§ Exercise aim
Transcribe nothing but the lines from the one with "of the cargo" to the end of the entries, both included, keeping each exact and leaving every picture out.

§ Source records
<<<<

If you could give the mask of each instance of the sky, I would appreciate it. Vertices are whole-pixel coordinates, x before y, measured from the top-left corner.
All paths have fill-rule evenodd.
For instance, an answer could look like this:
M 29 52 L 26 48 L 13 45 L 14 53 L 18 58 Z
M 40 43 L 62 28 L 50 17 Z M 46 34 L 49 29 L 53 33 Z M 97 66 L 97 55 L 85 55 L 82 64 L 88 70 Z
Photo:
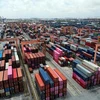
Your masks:
M 4 18 L 100 18 L 100 0 L 0 0 Z

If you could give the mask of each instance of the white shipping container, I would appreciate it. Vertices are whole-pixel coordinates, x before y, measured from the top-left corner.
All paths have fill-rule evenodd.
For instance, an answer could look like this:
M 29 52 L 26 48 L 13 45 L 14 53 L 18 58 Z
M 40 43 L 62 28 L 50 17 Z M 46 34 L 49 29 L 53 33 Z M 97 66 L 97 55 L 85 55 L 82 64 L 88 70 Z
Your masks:
M 80 64 L 76 65 L 76 68 L 79 69 L 80 71 L 82 71 L 85 75 L 87 75 L 88 77 L 90 77 L 92 75 L 92 73 L 87 70 L 86 68 L 84 68 L 83 66 L 81 66 Z
M 97 71 L 99 69 L 99 66 L 97 66 L 96 64 L 89 62 L 87 60 L 83 60 L 82 62 L 84 65 L 88 66 L 89 68 L 91 68 L 94 71 Z
M 77 51 L 78 48 L 77 48 L 77 46 L 71 44 L 70 45 L 70 49 L 73 50 L 73 51 Z
M 6 63 L 6 68 L 5 69 L 8 69 L 8 67 L 9 67 L 9 63 Z

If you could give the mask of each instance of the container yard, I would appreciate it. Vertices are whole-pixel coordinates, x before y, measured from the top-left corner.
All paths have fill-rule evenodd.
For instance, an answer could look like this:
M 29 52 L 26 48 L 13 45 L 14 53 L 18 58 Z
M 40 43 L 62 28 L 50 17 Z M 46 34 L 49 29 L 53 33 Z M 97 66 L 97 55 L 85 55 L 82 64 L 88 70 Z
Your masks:
M 4 23 L 0 99 L 100 100 L 100 29 L 48 23 Z

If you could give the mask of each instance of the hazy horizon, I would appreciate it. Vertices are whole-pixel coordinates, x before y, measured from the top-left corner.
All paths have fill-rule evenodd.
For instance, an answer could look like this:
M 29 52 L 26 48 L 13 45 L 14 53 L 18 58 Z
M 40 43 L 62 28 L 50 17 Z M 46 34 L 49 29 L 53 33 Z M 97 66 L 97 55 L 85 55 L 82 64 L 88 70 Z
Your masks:
M 100 0 L 0 0 L 0 16 L 19 18 L 100 18 Z

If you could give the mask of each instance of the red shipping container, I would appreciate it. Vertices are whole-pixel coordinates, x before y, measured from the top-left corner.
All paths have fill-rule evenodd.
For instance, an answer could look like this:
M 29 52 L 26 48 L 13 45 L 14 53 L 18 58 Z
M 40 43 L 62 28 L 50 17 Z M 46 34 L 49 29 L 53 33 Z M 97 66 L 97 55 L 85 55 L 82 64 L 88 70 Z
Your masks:
M 18 75 L 18 81 L 23 81 L 23 75 L 21 68 L 17 68 L 17 75 Z
M 0 89 L 3 89 L 3 71 L 0 71 Z
M 13 69 L 13 82 L 14 82 L 14 84 L 18 84 L 16 68 Z
M 44 85 L 44 82 L 43 82 L 42 78 L 40 77 L 40 75 L 39 74 L 35 74 L 35 79 L 36 79 L 36 82 L 39 85 L 40 90 L 44 91 L 45 90 L 45 85 Z
M 4 71 L 3 82 L 4 82 L 4 87 L 8 88 L 9 87 L 9 85 L 8 85 L 8 70 Z
M 49 75 L 51 76 L 51 78 L 53 79 L 54 82 L 58 82 L 58 77 L 57 75 L 54 73 L 54 70 L 50 67 L 48 67 L 47 72 L 49 73 Z
M 67 78 L 58 69 L 54 69 L 54 71 L 61 77 L 64 84 L 67 84 Z
M 86 89 L 86 87 L 87 87 L 87 84 L 84 82 L 82 82 L 83 80 L 81 79 L 81 78 L 78 78 L 77 77 L 77 75 L 73 72 L 73 79 L 78 83 L 78 84 L 80 84 L 83 88 L 85 88 Z M 82 80 L 82 81 L 81 81 Z

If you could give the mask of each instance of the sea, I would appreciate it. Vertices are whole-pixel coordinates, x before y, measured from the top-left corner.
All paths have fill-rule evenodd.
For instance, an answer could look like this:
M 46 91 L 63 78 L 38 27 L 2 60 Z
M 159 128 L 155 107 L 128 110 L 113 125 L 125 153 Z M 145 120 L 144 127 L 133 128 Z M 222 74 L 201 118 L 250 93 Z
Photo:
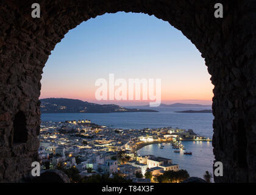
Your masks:
M 135 108 L 134 107 L 126 107 Z M 145 107 L 136 107 L 145 109 Z M 143 129 L 165 127 L 192 129 L 197 134 L 212 138 L 213 134 L 214 116 L 209 113 L 177 113 L 187 110 L 210 110 L 210 107 L 150 107 L 159 112 L 112 113 L 42 113 L 42 121 L 62 122 L 66 120 L 90 119 L 91 122 L 115 129 Z M 202 178 L 206 171 L 213 173 L 215 157 L 211 141 L 182 141 L 186 151 L 192 155 L 183 155 L 183 152 L 174 153 L 169 143 L 152 144 L 137 151 L 137 154 L 154 155 L 171 158 L 172 163 L 178 164 L 180 169 L 186 169 L 191 177 Z

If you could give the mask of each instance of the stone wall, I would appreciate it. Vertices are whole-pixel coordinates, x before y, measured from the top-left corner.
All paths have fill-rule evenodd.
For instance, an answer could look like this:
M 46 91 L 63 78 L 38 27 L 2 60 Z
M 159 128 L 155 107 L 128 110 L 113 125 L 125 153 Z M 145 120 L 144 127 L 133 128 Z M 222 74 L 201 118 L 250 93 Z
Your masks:
M 31 17 L 34 2 L 0 1 L 1 182 L 20 180 L 37 160 L 40 80 L 51 51 L 82 21 L 119 11 L 154 15 L 195 44 L 215 85 L 213 152 L 224 166 L 215 182 L 256 182 L 255 0 L 38 0 L 40 18 Z M 214 17 L 216 2 L 224 18 Z

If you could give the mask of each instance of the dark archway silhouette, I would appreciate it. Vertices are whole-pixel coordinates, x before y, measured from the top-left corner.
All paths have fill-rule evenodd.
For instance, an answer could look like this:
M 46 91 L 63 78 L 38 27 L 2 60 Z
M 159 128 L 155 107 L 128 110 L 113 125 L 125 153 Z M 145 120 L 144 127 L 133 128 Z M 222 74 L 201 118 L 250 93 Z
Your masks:
M 26 143 L 27 130 L 26 127 L 26 116 L 23 112 L 15 115 L 13 121 L 13 143 Z
M 41 74 L 69 30 L 105 13 L 144 13 L 168 21 L 202 53 L 215 85 L 213 153 L 223 163 L 216 182 L 256 182 L 256 1 L 40 0 L 0 1 L 0 182 L 19 180 L 37 160 Z M 222 3 L 224 18 L 214 16 Z M 12 145 L 15 115 L 23 112 L 27 141 Z M 22 154 L 22 155 L 21 155 Z M 20 166 L 22 165 L 22 166 Z

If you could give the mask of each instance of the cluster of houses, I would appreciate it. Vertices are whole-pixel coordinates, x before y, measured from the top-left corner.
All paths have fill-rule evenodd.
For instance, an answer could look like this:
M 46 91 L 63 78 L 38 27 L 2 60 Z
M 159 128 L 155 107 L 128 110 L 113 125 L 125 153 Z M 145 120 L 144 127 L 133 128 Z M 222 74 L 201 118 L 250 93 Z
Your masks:
M 137 143 L 197 136 L 192 130 L 172 127 L 113 129 L 84 125 L 88 121 L 42 122 L 38 151 L 41 162 L 49 161 L 50 169 L 55 169 L 60 164 L 66 169 L 75 167 L 82 177 L 104 173 L 111 177 L 118 173 L 134 182 L 150 182 L 150 179 L 136 178 L 136 174 L 144 176 L 151 172 L 154 177 L 166 171 L 177 171 L 179 165 L 163 157 L 136 155 L 133 149 Z M 124 163 L 116 160 L 119 151 L 123 151 L 129 159 Z M 45 164 L 41 165 L 45 168 Z

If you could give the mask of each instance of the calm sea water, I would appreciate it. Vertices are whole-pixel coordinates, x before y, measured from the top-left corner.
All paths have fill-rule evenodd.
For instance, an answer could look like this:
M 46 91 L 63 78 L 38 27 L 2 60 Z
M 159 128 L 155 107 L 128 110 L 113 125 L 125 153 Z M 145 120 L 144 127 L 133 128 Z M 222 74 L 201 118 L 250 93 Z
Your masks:
M 137 107 L 146 108 L 145 107 Z M 66 120 L 90 119 L 92 122 L 113 128 L 142 129 L 144 127 L 172 127 L 181 129 L 192 129 L 196 133 L 212 138 L 212 113 L 182 113 L 175 111 L 187 110 L 206 110 L 210 107 L 157 107 L 157 113 L 43 113 L 42 121 L 59 122 Z M 180 169 L 188 171 L 191 176 L 202 177 L 205 171 L 212 172 L 214 160 L 212 142 L 184 141 L 182 144 L 186 150 L 193 152 L 193 155 L 184 155 L 182 152 L 174 153 L 170 144 L 165 144 L 161 149 L 158 144 L 147 146 L 138 151 L 140 155 L 152 154 L 172 159 Z

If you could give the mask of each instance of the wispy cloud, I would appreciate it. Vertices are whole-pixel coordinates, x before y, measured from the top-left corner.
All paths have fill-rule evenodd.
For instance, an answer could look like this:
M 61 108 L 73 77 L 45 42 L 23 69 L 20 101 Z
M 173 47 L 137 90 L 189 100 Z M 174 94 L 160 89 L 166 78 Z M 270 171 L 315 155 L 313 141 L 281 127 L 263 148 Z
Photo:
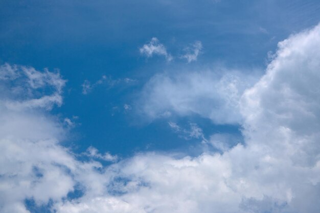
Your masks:
M 187 59 L 188 63 L 197 61 L 198 56 L 201 53 L 202 44 L 201 41 L 196 41 L 194 44 L 185 48 L 185 54 L 181 56 L 182 59 Z
M 149 43 L 144 44 L 139 49 L 140 53 L 145 55 L 148 58 L 152 57 L 153 55 L 163 56 L 167 61 L 170 61 L 173 59 L 172 57 L 167 52 L 165 46 L 159 42 L 157 38 L 153 37 Z
M 112 155 L 92 147 L 90 159 L 80 160 L 62 146 L 59 142 L 66 130 L 47 111 L 4 105 L 3 100 L 25 99 L 6 95 L 16 90 L 6 81 L 18 78 L 4 74 L 0 210 L 28 212 L 26 200 L 32 199 L 57 213 L 318 213 L 319 52 L 320 25 L 279 44 L 265 74 L 239 100 L 245 145 L 196 156 L 140 153 L 107 167 L 94 158 L 112 161 Z M 53 82 L 38 78 L 31 86 L 29 77 L 24 79 L 15 86 L 28 88 L 19 93 L 28 98 Z M 216 107 L 205 100 L 200 100 L 202 107 Z M 201 137 L 196 127 L 192 129 L 190 137 Z M 70 196 L 77 185 L 81 193 Z
M 110 76 L 106 75 L 102 75 L 101 78 L 94 83 L 91 83 L 88 80 L 85 80 L 81 85 L 82 87 L 82 94 L 86 95 L 89 93 L 94 88 L 99 85 L 104 85 L 108 88 L 112 88 L 116 85 L 121 84 L 132 84 L 136 82 L 136 80 L 129 78 L 128 77 L 121 79 L 112 79 Z
M 189 124 L 190 129 L 182 128 L 173 122 L 169 122 L 168 124 L 172 130 L 186 140 L 195 138 L 201 139 L 203 141 L 207 141 L 202 129 L 198 126 L 196 123 L 190 123 Z

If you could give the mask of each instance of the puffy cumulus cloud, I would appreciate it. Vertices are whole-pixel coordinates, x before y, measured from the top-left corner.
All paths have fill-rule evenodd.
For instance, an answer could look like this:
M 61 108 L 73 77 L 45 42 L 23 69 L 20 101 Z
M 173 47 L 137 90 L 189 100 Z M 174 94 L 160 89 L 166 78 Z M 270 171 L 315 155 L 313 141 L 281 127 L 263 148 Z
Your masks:
M 188 63 L 193 61 L 197 61 L 198 56 L 201 52 L 202 48 L 202 44 L 200 41 L 196 41 L 191 47 L 185 49 L 186 54 L 181 56 L 182 59 L 186 59 Z
M 243 95 L 237 95 L 244 145 L 222 146 L 221 153 L 194 157 L 136 155 L 106 169 L 105 174 L 111 175 L 104 196 L 60 203 L 58 212 L 319 212 L 319 26 L 280 42 L 265 75 Z M 196 88 L 191 80 L 184 80 L 185 86 L 182 80 L 156 78 L 153 85 L 161 79 L 173 94 L 182 92 L 179 89 L 190 93 L 185 99 L 196 96 L 188 89 Z M 150 87 L 151 93 L 166 100 L 166 88 Z M 163 92 L 154 92 L 157 90 Z M 185 102 L 163 109 L 190 105 Z M 201 102 L 204 108 L 215 107 L 214 102 Z M 209 142 L 214 145 L 225 139 L 215 136 Z
M 0 81 L 2 105 L 11 110 L 50 109 L 62 103 L 61 93 L 65 81 L 58 71 L 51 72 L 45 69 L 41 72 L 33 67 L 5 64 L 0 66 Z
M 90 174 L 101 164 L 77 161 L 59 144 L 65 137 L 63 123 L 36 110 L 62 103 L 37 101 L 61 95 L 65 81 L 57 72 L 8 64 L 0 67 L 0 211 L 29 212 L 26 199 L 38 205 L 58 202 L 78 182 L 88 192 L 95 189 L 90 183 L 97 182 L 99 173 Z
M 241 104 L 251 141 L 278 147 L 279 154 L 284 150 L 295 164 L 309 166 L 320 159 L 319 26 L 280 42 L 266 74 Z
M 27 212 L 23 200 L 33 198 L 51 199 L 60 213 L 318 212 L 319 46 L 319 26 L 280 43 L 265 75 L 239 98 L 244 144 L 221 153 L 149 152 L 102 167 L 77 160 L 51 131 L 1 135 L 1 211 Z M 83 194 L 67 198 L 76 184 Z
M 154 55 L 157 55 L 165 56 L 168 61 L 173 59 L 171 55 L 167 52 L 165 46 L 155 37 L 152 38 L 149 43 L 144 44 L 139 48 L 139 51 L 141 54 L 145 55 L 148 58 L 152 57 Z
M 145 86 L 138 105 L 146 117 L 197 114 L 218 124 L 241 122 L 239 99 L 253 77 L 208 70 L 159 74 Z

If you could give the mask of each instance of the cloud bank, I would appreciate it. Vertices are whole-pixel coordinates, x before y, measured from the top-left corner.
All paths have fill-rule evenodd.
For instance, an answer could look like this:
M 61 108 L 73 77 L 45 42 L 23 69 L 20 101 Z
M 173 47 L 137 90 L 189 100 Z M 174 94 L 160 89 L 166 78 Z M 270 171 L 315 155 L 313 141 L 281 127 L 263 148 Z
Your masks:
M 13 83 L 16 74 L 20 74 L 14 66 L 0 69 L 5 91 L 0 106 L 1 212 L 29 212 L 26 199 L 39 206 L 49 203 L 52 211 L 59 213 L 320 211 L 319 25 L 280 42 L 265 74 L 236 95 L 221 83 L 223 77 L 217 79 L 205 73 L 179 75 L 174 81 L 157 76 L 146 86 L 151 94 L 166 101 L 156 111 L 147 109 L 150 116 L 170 110 L 217 121 L 241 120 L 244 145 L 221 153 L 181 157 L 148 152 L 104 167 L 92 159 L 77 159 L 59 144 L 65 131 L 59 123 L 45 111 L 33 110 L 50 104 L 22 104 L 16 110 L 6 103 L 59 94 L 64 85 L 57 74 L 23 68 L 37 74 L 22 72 L 24 78 Z M 195 78 L 194 82 L 200 81 L 204 86 L 196 87 Z M 177 102 L 166 90 L 161 96 L 164 84 Z M 36 97 L 39 93 L 35 91 L 44 86 L 53 87 L 53 93 L 45 91 Z M 220 87 L 227 89 L 221 92 Z M 189 95 L 181 91 L 186 90 Z M 199 102 L 205 110 L 200 110 Z M 220 118 L 212 109 L 219 111 L 217 102 L 233 115 L 224 113 Z M 241 119 L 238 112 L 233 114 L 235 109 Z M 100 157 L 90 149 L 92 155 Z M 77 189 L 81 193 L 73 198 L 69 193 Z

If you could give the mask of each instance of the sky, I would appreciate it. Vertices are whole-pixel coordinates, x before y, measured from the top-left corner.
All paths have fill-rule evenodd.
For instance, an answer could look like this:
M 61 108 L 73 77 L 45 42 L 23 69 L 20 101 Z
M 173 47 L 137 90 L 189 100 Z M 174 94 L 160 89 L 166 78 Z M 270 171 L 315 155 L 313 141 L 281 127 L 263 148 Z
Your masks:
M 0 1 L 0 212 L 320 212 L 320 2 Z

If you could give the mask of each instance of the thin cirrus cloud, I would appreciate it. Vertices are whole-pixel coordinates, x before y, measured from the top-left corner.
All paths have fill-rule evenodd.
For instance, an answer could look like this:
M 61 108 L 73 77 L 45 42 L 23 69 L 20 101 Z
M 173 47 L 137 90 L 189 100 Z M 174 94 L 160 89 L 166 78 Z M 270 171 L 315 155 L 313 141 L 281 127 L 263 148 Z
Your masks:
M 197 61 L 198 56 L 201 53 L 202 49 L 202 44 L 201 41 L 196 41 L 191 46 L 185 48 L 185 54 L 182 55 L 181 58 L 186 59 L 188 63 L 190 63 L 193 61 Z
M 317 213 L 319 68 L 317 25 L 280 42 L 265 74 L 236 99 L 245 145 L 195 157 L 141 153 L 108 166 L 94 159 L 77 159 L 59 143 L 66 130 L 48 112 L 16 111 L 2 101 L 0 210 L 29 212 L 25 202 L 32 199 L 38 206 L 50 203 L 58 213 Z M 3 73 L 7 71 L 2 67 L 0 76 L 7 76 Z M 37 81 L 42 83 L 37 85 L 51 86 L 53 82 L 44 80 L 47 75 L 39 76 Z M 39 89 L 30 86 L 30 77 L 24 77 L 16 87 L 27 87 L 32 93 Z M 161 77 L 161 82 L 172 87 L 181 82 L 192 85 L 190 80 Z M 7 81 L 14 77 L 5 78 L 0 84 L 8 88 Z M 202 101 L 211 96 L 202 97 L 202 105 L 212 108 L 214 102 Z M 12 101 L 25 100 L 19 98 Z M 170 105 L 177 110 L 178 105 Z M 99 158 L 93 151 L 89 152 Z M 77 185 L 81 195 L 68 197 Z
M 157 74 L 144 87 L 137 100 L 146 119 L 196 114 L 219 124 L 242 120 L 239 100 L 256 77 L 237 71 L 208 70 Z
M 157 38 L 153 37 L 147 44 L 144 44 L 139 48 L 140 54 L 150 58 L 153 55 L 163 56 L 168 61 L 172 61 L 173 59 L 171 55 L 167 51 L 167 49 L 162 44 Z
M 196 61 L 202 48 L 202 44 L 201 41 L 196 41 L 193 44 L 184 49 L 185 54 L 179 58 L 186 59 L 188 63 Z M 140 54 L 147 58 L 158 55 L 164 56 L 168 61 L 171 61 L 173 59 L 171 55 L 167 52 L 166 47 L 155 37 L 152 38 L 150 42 L 140 47 L 139 51 Z
M 92 91 L 96 87 L 100 85 L 106 86 L 108 88 L 112 88 L 120 84 L 130 84 L 136 82 L 136 80 L 126 77 L 125 78 L 112 79 L 110 76 L 102 75 L 101 78 L 94 83 L 85 80 L 81 85 L 82 94 L 87 95 Z

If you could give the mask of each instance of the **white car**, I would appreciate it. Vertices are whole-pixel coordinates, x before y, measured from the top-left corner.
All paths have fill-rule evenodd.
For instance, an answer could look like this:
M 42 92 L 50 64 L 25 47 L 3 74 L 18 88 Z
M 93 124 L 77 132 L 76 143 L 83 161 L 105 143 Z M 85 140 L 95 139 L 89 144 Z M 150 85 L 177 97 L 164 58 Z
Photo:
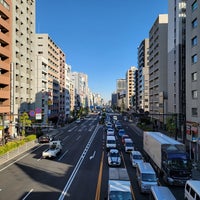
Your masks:
M 131 151 L 130 161 L 133 167 L 136 167 L 138 163 L 143 162 L 144 159 L 140 151 Z
M 108 165 L 109 166 L 120 166 L 121 156 L 118 149 L 110 149 L 108 152 Z
M 113 128 L 108 128 L 107 131 L 106 131 L 107 135 L 114 135 L 115 134 L 115 131 Z
M 55 158 L 62 151 L 61 141 L 52 141 L 49 143 L 49 148 L 42 152 L 43 158 Z

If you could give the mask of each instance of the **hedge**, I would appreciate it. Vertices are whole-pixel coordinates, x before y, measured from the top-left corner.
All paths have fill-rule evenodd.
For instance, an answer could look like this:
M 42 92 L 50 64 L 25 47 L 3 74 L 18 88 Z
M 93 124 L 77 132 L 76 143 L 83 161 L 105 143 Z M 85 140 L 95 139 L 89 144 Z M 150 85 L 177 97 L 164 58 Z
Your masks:
M 7 153 L 8 151 L 16 149 L 17 147 L 25 144 L 26 142 L 30 142 L 30 141 L 33 141 L 35 139 L 36 139 L 36 135 L 29 135 L 22 140 L 16 140 L 16 141 L 8 142 L 5 145 L 0 146 L 0 156 Z

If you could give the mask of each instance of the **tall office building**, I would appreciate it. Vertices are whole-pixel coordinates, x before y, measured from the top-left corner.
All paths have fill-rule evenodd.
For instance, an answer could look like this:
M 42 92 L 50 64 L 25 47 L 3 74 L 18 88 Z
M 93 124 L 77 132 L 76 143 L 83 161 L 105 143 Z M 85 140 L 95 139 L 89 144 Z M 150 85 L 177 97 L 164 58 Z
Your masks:
M 186 139 L 200 152 L 200 2 L 186 8 Z M 198 148 L 197 148 L 198 147 Z M 197 159 L 197 154 L 195 154 Z
M 12 4 L 0 1 L 0 125 L 9 126 L 12 52 Z M 0 138 L 3 131 L 0 130 Z
M 177 128 L 186 116 L 186 0 L 168 1 L 168 114 L 177 114 Z
M 12 1 L 11 113 L 35 108 L 35 1 Z
M 168 15 L 159 15 L 149 31 L 149 111 L 164 122 L 167 99 Z
M 134 106 L 134 98 L 136 98 L 136 80 L 135 71 L 137 67 L 131 66 L 126 72 L 126 108 L 132 109 Z
M 149 39 L 138 47 L 138 107 L 149 111 Z

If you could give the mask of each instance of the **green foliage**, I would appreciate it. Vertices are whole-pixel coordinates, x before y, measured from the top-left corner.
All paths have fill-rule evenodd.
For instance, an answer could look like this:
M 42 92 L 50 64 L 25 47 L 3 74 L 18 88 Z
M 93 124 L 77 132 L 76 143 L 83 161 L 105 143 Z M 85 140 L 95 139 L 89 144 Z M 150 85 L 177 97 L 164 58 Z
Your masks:
M 12 142 L 8 142 L 5 145 L 0 147 L 0 155 L 3 155 L 11 150 L 16 149 L 17 147 L 25 144 L 26 142 L 30 142 L 36 139 L 36 135 L 29 135 L 25 137 L 23 140 L 16 140 Z
M 175 134 L 176 122 L 175 122 L 174 117 L 167 117 L 166 129 L 168 132 Z

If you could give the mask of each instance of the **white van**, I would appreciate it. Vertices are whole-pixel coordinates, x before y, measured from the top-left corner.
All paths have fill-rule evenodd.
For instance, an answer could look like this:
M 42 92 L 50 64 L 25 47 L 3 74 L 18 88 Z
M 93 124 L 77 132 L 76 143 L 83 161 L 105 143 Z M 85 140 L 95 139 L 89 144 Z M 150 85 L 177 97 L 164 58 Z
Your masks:
M 106 137 L 106 149 L 116 148 L 116 139 L 115 136 L 109 135 Z
M 124 149 L 126 153 L 134 150 L 133 141 L 131 140 L 131 138 L 124 139 Z
M 138 163 L 136 167 L 136 176 L 140 191 L 142 193 L 149 193 L 151 186 L 158 185 L 156 172 L 150 163 Z
M 149 200 L 176 200 L 168 187 L 154 185 L 151 186 Z
M 185 183 L 185 200 L 200 200 L 200 181 L 188 180 Z
M 131 151 L 130 161 L 133 167 L 136 167 L 138 163 L 143 162 L 144 159 L 140 151 Z

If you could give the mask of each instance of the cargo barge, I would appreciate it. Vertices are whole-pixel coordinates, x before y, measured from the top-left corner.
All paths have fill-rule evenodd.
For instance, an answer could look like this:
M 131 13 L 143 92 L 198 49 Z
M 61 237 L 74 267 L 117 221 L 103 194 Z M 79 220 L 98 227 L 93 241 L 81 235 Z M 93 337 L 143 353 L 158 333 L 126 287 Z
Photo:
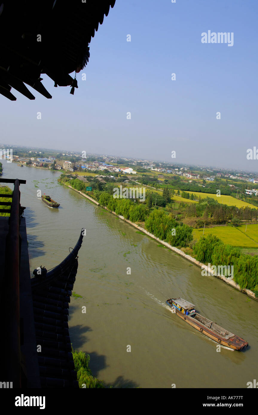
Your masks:
M 43 196 L 41 196 L 41 199 L 49 208 L 57 209 L 60 206 L 60 204 L 53 200 L 52 199 L 51 199 L 50 196 L 44 194 Z
M 179 297 L 167 300 L 166 303 L 179 317 L 220 344 L 235 350 L 243 350 L 248 346 L 243 339 L 197 313 L 194 305 L 185 300 Z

>>>>

§ Result of this exercise
If you could give the mask of each instance of the cargo barge, I would appreciate it. Vertices are whole-pixel coordinates, x before y, measured from the top-left corner.
All paths have fill-rule evenodd.
For instance, an answer could look like this:
M 131 13 L 143 92 L 198 49 Z
M 61 237 L 74 267 L 117 221 L 103 194 Z M 79 220 L 98 227 L 93 241 L 81 235 Z M 93 337 L 143 353 L 158 333 L 126 287 Z
Photo:
Your masks:
M 43 196 L 41 196 L 41 199 L 49 208 L 57 209 L 60 206 L 60 204 L 53 200 L 52 199 L 51 199 L 50 196 L 44 194 Z
M 179 297 L 167 300 L 166 303 L 179 317 L 220 344 L 235 350 L 243 350 L 248 346 L 243 339 L 197 313 L 194 305 L 185 300 Z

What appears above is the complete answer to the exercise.